__What is expected__. Continue the article on the hospital pharmaceuticals market from where it stops.

-- Study text follows --

Published Date : Jan 18, 2016
After the recent slump in the global economy, the hospital pharmaceuticals market has been making persistent efforts to get back on its feet and regain lost ground. However, the recovery of the hospital pharmaceuticals market is projected to be anything but rapid, despite the surge in health care spending in almost every large economy. This rather gradual progress has been attributed to two leading factors: several major patent drugs nearing expiration and jaded development in prominent economies. Nevertheless, the market is predicted to pick up speed in the next decade and this negative growth rate of the market will prove to be just a temporary trend.
One of the most important factors that will keep the negative growth from continuing is that almost every leading economy in the world is raising its health care spending.
Even though the research and development scenario continues to be robust in Western Europe, a rigid regulatory framework, lack of solid reimbursement policies, and fragmented pricing systems will hamper the hospital pharmaceuticals market. The percentage of GDP spent on health care in the UK has been declining over the past few years, dropping from 9.40 per cent in 2010 to 9.10 per cent in 2013.

-- Study text concluded --
-- Extracted data follows --

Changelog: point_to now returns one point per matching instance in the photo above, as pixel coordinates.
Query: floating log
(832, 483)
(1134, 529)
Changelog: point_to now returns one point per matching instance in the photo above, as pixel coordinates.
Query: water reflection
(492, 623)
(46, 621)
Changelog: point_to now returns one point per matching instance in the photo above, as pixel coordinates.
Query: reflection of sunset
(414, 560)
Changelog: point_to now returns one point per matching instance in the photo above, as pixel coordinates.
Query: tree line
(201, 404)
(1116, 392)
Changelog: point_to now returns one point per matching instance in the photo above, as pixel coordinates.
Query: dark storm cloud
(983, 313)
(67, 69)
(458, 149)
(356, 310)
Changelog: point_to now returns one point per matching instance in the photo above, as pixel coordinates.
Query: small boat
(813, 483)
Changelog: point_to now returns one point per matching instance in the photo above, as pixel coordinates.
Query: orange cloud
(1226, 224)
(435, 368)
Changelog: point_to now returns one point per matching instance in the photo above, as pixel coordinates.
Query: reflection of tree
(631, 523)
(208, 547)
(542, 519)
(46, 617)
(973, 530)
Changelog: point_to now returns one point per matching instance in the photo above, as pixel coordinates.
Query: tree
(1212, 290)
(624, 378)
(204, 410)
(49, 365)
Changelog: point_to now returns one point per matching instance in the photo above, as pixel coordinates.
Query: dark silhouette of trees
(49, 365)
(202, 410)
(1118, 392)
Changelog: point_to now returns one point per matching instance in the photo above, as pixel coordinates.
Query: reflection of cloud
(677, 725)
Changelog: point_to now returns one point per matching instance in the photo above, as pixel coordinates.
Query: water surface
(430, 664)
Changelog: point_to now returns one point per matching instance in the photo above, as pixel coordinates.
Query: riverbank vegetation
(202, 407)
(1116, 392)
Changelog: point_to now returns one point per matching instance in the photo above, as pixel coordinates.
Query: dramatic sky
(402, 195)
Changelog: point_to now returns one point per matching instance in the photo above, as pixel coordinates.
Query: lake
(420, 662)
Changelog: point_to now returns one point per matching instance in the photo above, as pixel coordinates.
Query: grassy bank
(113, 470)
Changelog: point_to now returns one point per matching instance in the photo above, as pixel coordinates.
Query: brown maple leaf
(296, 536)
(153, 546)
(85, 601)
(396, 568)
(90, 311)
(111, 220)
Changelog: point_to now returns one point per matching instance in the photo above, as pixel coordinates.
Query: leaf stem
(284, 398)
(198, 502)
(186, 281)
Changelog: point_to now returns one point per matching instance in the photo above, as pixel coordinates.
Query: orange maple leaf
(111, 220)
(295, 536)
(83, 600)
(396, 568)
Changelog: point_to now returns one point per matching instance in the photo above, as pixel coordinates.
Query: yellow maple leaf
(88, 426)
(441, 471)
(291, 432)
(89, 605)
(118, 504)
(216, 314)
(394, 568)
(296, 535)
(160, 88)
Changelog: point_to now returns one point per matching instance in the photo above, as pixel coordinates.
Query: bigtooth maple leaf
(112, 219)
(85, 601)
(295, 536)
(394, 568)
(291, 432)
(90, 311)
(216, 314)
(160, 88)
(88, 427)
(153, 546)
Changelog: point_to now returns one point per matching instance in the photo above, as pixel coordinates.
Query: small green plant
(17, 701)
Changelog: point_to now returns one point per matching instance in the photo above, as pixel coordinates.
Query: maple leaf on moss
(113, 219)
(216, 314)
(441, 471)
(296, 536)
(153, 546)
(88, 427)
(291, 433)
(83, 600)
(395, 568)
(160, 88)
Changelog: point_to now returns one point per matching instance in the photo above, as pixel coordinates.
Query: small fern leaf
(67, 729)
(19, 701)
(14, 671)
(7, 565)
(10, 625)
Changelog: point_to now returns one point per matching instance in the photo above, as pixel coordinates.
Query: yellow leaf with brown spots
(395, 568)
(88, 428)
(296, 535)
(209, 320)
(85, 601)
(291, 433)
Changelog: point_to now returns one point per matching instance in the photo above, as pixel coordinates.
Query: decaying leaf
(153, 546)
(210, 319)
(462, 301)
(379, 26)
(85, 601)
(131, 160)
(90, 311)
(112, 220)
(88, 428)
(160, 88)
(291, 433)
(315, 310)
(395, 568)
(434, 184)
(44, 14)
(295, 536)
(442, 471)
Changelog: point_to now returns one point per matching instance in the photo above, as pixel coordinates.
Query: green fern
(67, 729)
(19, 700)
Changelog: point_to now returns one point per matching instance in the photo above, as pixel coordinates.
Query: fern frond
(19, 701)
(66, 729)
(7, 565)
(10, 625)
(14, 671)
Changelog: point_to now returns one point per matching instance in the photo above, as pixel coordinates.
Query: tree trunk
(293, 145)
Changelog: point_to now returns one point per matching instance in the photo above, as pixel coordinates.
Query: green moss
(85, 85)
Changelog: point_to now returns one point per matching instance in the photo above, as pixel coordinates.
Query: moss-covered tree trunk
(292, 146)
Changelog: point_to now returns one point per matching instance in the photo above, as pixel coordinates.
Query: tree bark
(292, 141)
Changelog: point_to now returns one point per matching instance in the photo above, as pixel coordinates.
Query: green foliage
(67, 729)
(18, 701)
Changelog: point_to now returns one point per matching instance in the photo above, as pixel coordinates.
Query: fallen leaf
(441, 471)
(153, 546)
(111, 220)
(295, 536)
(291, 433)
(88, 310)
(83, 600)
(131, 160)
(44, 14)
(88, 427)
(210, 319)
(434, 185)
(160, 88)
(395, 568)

-- Extracted data concluded --

__Result of this exercise__.
The health care expenditure in Germany accounted for 11.60 per cent of its GDP in 2010, which dropped to 11.30 per cent in 2013. However, the spending in 2013 has risen from 2011, where Germany spent 11.20 per cent of its GDP on health care. This shows that even though compared to a couple of years ago the health care spending has declined, the country is picking up pace now. The Netherlands and France have also reported a slight increase in health care spending in recent years.
The US spends the highest amount of its GDP on health care compared to any other nation in the world. In 2011, the health care expenditure in the US accounted for 17.10 per cent of its GDP.